[Reading text]
The Rarity and Necessity of Success

Today I juggled a huge work audit and phone calls with Tyler’s therapists. We finally received the report in the mail stating a diagnosis of autism.
Here is what I thought would happen:
1) Tyler’s therapy hours would be increased
2) The facility would know exactly how to update the claims they submitted to our insurance company so more therapy would be covered as opposed to us paying out of pocket
3) Back-billing previously unpaid claims would be automatically initiated for the past year

Here is what happened:
1) Even though therapy place is not qualified to provide autism diagnoses, they only really recognize their own evaluations – so they were willing to look at our report but couldn’t really use it
2) Informed us we needed to figure out our billing with the insurance company ourselves (because why should their billing experts know what to do, right?)
3) Told me that even though they are not making any progress in speech therapy, they would not increase his time unless they felt they could be effective in the 45 minutes they are seeing him a week right now for it.

I was really hoping for more but knew this might be the result. Tomorrow I get to juggle Day 2 of the big audit and contact the school district. Cross your fingers!

Despite all of these setbacks, nothing really prepared me for the call with his Speech therapist. First, she couldn’t remember how often she saw him a week and spent the entire conversation saying two 45 minute sessions a week was sufficient, but then remembered she only saw him for one 45 minute session but this was also sufficient. Secondly, she did not know any of his history for past therapy sessions or the history of his physical tongue attachment that makes it difficult to move his tongue. All of this is in his file, but there I sat on the phone, in front of my boss, explaining all of this again. Then I had to teach her about autism. About Tyler’s sensory problems that mean he won’t look in the mirror or allow other people to touch his face so therapy is more difficult. He doesn’t respond to a reward system because he has trouble with cause and effect. And she is using primarily audio cues for therapy. Tyler, as an autistic child, needs visual cues with audio being minimized.

[Activities]
A: According to the blog post, how much speech therapy does Tyler currently receive each week?
B: From the blog post, extract the passage that opens with the words "Here is what I" and closes with "to do, right?)", copying it exactly.

[Supplied entries]

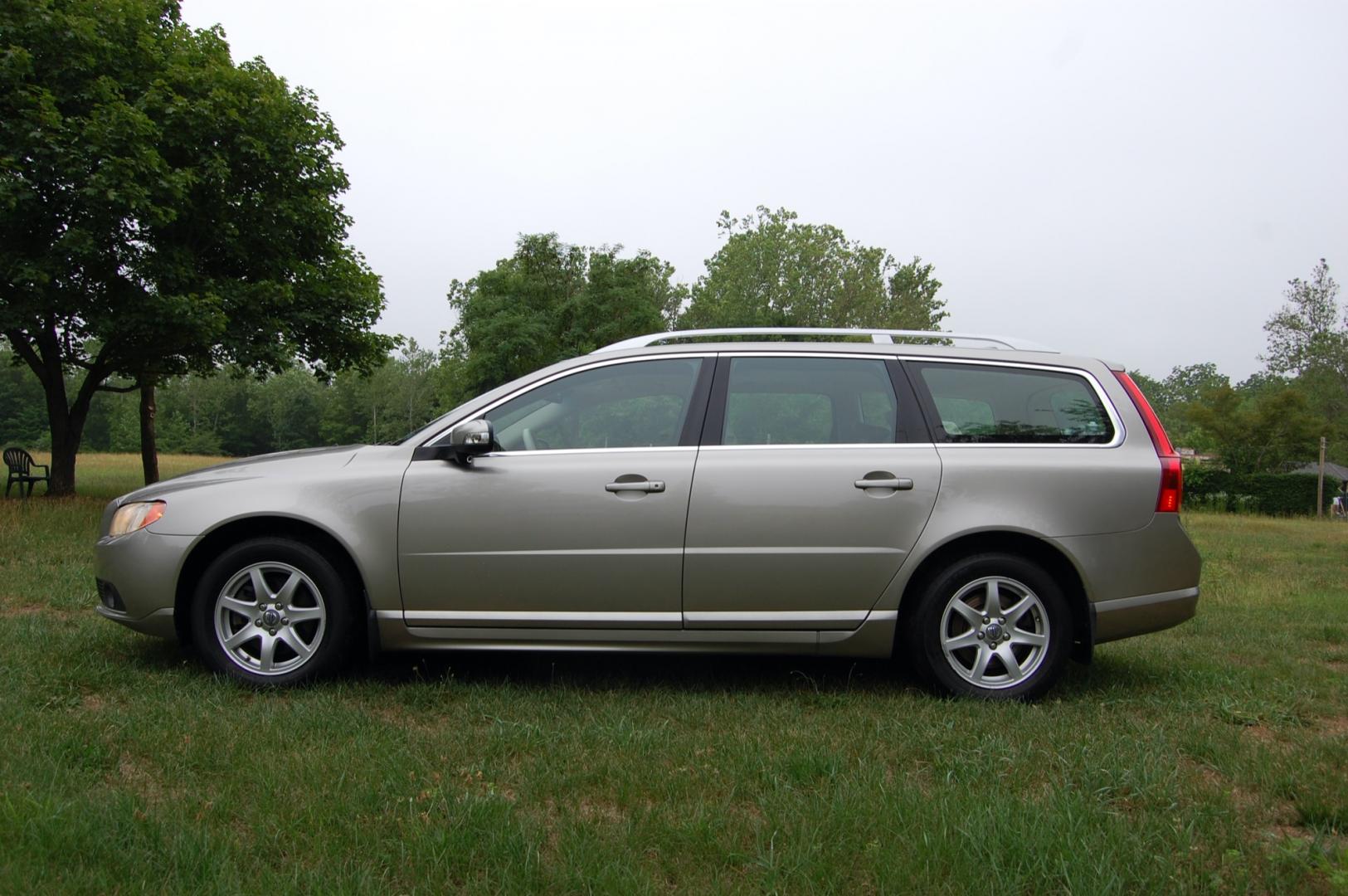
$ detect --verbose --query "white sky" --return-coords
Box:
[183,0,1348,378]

---

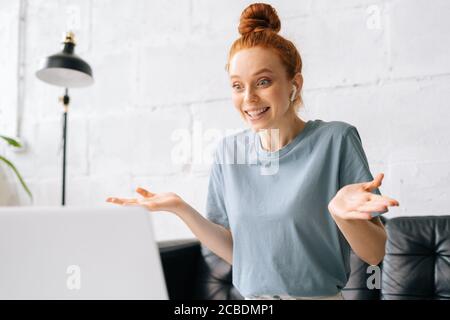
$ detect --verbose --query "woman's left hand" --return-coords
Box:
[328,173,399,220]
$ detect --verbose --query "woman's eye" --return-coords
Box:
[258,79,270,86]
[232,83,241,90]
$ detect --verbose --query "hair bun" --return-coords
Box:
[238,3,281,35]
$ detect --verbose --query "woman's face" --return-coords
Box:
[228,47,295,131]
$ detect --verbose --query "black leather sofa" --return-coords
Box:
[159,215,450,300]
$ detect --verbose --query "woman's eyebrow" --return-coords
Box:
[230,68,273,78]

[Solutions per task]
A: One 45-minute session per week.

B:
Here is what I thought would happen:
1) Tyler’s therapy hours would be increased
2) The facility would know exactly how to update the claims they submitted to our insurance company so more therapy would be covered as opposed to us paying out of pocket
3) Back-billing previously unpaid claims would be automatically initiated for the past year

Here is what happened:
1) Even though therapy place is not qualified to provide autism diagnoses, they only really recognize their own evaluations – so they were willing to look at our report but couldn’t really use it
2) Informed us we needed to figure out our billing with the insurance company ourselves (because why should their billing experts know what to do, right?)